* **Stored data**
*** Begin section ***

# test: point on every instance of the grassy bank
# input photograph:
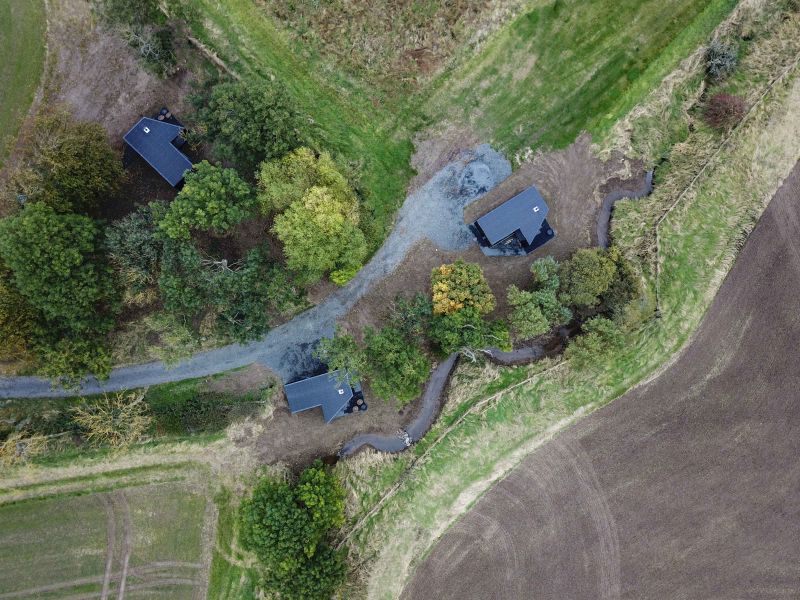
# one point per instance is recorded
(348, 119)
(699, 241)
(22, 32)
(569, 66)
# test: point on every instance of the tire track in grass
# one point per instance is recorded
(111, 533)
(126, 542)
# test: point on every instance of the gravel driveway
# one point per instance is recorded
(435, 211)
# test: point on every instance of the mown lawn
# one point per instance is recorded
(567, 66)
(57, 544)
(22, 28)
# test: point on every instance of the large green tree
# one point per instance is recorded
(396, 367)
(467, 331)
(320, 234)
(460, 285)
(585, 277)
(57, 266)
(289, 527)
(248, 122)
(69, 164)
(212, 199)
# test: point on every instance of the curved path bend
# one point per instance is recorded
(687, 487)
(435, 212)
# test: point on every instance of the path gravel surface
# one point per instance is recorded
(687, 487)
(434, 211)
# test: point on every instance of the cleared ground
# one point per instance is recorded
(132, 542)
(688, 487)
(22, 28)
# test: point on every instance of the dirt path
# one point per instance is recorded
(433, 212)
(688, 487)
(127, 540)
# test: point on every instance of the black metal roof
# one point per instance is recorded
(525, 213)
(152, 140)
(323, 390)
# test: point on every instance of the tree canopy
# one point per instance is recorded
(212, 199)
(320, 234)
(585, 277)
(248, 122)
(460, 285)
(288, 526)
(69, 164)
(285, 181)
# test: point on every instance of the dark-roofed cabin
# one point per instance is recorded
(516, 227)
(336, 398)
(157, 143)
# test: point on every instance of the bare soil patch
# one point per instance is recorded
(686, 487)
(573, 181)
(98, 75)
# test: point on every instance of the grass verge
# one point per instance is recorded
(22, 50)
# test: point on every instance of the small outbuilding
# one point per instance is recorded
(516, 227)
(157, 142)
(331, 391)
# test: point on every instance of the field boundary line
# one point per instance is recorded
(723, 145)
(474, 409)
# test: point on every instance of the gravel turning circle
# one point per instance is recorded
(435, 211)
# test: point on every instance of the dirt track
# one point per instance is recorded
(688, 487)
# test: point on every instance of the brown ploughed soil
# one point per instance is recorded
(687, 487)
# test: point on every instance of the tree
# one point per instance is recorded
(285, 181)
(212, 199)
(342, 353)
(599, 336)
(545, 274)
(395, 366)
(721, 61)
(182, 282)
(725, 111)
(320, 234)
(458, 286)
(18, 447)
(135, 250)
(145, 28)
(288, 527)
(585, 277)
(69, 165)
(17, 323)
(57, 267)
(248, 122)
(68, 360)
(467, 331)
(116, 420)
(527, 320)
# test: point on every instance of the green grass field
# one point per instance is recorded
(569, 66)
(699, 242)
(147, 536)
(22, 28)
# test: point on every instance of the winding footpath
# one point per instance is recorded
(435, 212)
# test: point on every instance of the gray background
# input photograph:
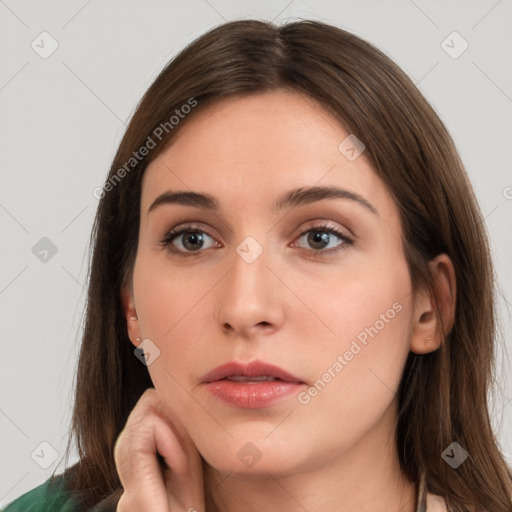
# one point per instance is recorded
(63, 116)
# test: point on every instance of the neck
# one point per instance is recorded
(363, 478)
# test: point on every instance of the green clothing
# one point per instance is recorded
(52, 496)
(49, 496)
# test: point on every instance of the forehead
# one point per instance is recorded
(249, 150)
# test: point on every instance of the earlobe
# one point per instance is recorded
(130, 314)
(430, 326)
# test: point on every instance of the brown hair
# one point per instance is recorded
(443, 394)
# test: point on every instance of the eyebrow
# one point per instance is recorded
(297, 197)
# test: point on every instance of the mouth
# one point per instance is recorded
(251, 386)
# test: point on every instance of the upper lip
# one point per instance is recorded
(252, 369)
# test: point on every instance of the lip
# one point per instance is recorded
(252, 369)
(251, 395)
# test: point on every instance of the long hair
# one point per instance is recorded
(442, 395)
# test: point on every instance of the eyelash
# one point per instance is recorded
(167, 239)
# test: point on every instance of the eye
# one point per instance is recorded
(322, 239)
(186, 239)
(189, 240)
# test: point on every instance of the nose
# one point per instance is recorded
(251, 298)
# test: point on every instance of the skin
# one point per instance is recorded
(289, 307)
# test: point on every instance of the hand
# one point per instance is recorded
(158, 464)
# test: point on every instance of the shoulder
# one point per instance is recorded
(51, 495)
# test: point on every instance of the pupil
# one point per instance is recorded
(193, 238)
(319, 237)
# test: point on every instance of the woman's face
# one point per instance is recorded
(251, 281)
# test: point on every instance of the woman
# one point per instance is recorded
(290, 241)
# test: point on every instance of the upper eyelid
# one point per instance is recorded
(311, 225)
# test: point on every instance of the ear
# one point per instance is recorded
(130, 314)
(428, 333)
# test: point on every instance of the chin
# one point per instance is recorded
(252, 457)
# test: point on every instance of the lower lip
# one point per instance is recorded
(252, 395)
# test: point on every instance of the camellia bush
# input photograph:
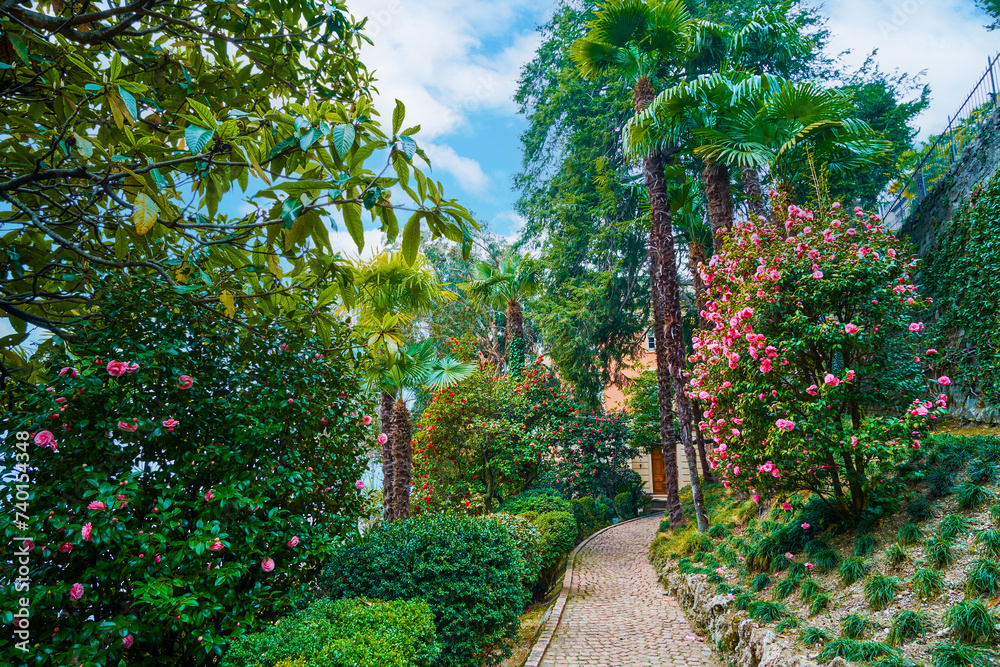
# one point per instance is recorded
(813, 373)
(187, 479)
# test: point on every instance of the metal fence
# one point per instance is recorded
(899, 201)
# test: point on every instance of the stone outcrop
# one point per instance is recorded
(740, 640)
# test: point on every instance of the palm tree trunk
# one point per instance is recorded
(402, 459)
(754, 192)
(668, 334)
(715, 181)
(385, 420)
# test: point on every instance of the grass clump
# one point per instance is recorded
(952, 526)
(896, 554)
(810, 636)
(909, 534)
(852, 569)
(907, 625)
(970, 621)
(881, 590)
(927, 583)
(938, 552)
(855, 626)
(864, 545)
(983, 578)
(957, 655)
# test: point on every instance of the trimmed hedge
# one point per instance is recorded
(468, 570)
(344, 633)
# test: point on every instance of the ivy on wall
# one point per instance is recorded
(962, 274)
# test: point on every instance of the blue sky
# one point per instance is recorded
(455, 64)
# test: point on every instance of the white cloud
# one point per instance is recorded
(466, 171)
(944, 37)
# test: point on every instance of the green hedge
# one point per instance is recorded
(344, 633)
(468, 570)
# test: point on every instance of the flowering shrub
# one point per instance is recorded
(812, 374)
(187, 480)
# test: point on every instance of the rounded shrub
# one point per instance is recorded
(344, 633)
(468, 570)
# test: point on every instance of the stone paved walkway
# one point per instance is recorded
(617, 614)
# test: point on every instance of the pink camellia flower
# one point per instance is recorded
(45, 439)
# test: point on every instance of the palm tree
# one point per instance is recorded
(505, 285)
(388, 294)
(636, 39)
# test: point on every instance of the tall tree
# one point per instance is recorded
(505, 284)
(637, 39)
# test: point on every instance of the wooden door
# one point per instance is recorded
(659, 482)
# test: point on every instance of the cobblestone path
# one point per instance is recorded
(617, 613)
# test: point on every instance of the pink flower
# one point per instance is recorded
(45, 439)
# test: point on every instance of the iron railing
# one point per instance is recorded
(903, 196)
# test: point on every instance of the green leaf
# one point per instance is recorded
(397, 117)
(197, 138)
(411, 238)
(352, 218)
(343, 139)
(290, 211)
(309, 138)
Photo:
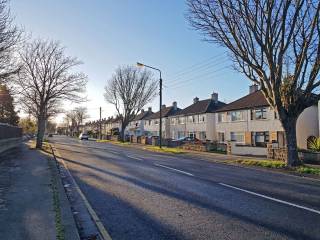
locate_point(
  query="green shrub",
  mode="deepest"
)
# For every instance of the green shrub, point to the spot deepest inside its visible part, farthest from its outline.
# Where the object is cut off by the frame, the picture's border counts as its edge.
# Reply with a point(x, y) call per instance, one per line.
point(314, 144)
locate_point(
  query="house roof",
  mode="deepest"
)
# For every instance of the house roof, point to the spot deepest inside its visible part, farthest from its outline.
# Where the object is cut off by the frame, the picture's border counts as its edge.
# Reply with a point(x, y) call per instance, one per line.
point(142, 115)
point(203, 106)
point(251, 100)
point(166, 112)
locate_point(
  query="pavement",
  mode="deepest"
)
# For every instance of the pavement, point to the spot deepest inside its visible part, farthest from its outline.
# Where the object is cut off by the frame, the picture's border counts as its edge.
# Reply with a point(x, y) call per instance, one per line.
point(140, 194)
point(27, 208)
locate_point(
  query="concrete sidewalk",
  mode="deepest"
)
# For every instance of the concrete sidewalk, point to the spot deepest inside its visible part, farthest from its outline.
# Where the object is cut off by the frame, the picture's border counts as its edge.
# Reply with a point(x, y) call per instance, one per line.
point(33, 204)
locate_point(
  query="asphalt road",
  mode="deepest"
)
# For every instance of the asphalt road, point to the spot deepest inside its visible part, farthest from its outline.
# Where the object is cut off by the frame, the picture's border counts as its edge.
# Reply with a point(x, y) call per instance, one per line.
point(145, 195)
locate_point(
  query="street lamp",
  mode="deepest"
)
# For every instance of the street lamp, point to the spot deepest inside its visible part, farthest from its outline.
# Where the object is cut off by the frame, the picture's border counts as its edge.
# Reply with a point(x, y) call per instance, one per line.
point(160, 93)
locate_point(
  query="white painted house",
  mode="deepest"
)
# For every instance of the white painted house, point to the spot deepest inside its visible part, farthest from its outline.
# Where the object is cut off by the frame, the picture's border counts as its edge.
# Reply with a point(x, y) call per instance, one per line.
point(151, 123)
point(251, 121)
point(196, 120)
point(136, 127)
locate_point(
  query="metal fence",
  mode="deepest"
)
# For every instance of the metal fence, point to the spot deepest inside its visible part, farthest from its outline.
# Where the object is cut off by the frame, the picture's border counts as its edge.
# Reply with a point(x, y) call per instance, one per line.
point(7, 131)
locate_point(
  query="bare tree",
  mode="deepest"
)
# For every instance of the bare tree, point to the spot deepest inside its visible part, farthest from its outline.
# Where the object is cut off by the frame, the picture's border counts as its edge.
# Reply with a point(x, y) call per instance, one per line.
point(81, 114)
point(10, 36)
point(46, 79)
point(129, 90)
point(75, 118)
point(275, 43)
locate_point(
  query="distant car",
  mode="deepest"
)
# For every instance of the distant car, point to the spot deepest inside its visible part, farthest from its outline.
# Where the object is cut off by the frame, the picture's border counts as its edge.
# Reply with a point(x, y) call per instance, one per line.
point(83, 136)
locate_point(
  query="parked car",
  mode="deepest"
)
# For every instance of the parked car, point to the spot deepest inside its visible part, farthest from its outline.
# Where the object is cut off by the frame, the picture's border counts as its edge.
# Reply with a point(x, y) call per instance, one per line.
point(184, 140)
point(83, 136)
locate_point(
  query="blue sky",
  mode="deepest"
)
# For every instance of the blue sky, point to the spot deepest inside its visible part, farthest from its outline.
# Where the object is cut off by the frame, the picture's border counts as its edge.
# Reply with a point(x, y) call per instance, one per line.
point(106, 34)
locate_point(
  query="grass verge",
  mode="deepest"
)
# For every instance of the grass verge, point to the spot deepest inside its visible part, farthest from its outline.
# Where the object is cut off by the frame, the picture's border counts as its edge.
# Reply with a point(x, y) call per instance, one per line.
point(262, 163)
point(278, 165)
point(113, 142)
point(165, 150)
point(56, 202)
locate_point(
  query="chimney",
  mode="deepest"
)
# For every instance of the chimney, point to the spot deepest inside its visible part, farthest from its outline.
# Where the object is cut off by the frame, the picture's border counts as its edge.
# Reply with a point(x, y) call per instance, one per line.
point(253, 88)
point(214, 97)
point(175, 105)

*** End section ***

* **Description of the task**
Taking the entries above, copy word for word the lines from the one with "# test: point on every instance of the green grass" up to and including the one with "# test: point on every instance of the mouth", without any picture.

* **Exercise answer**
# test: point on every instance of the green grass field
# one point per instance is recorded
(569, 66)
(699, 242)
(147, 536)
(22, 28)
# test: point on every instance of the winding footpath
# one point per instance is recorded
(435, 212)
# test: point on every instance of the gray background
# input photograph:
# one point per instance is recorded
(63, 116)
# test: point on every instance of the neck
# one point per instance is recorded
(363, 478)
# test: point on every instance of the green clothing
# one point per instance is recorded
(52, 496)
(49, 496)
# test: point on every instance of the forehead
# one point per instance is recorded
(249, 150)
# test: point on every instance of the earlobe
# one point per instance is recorded
(130, 314)
(430, 326)
# test: point on every instance of the brown hair
# one point per instance is recorded
(443, 394)
# test: point on every instance of the eyebrow
# one point per instance is recorded
(297, 197)
# test: point on every instance of the mouth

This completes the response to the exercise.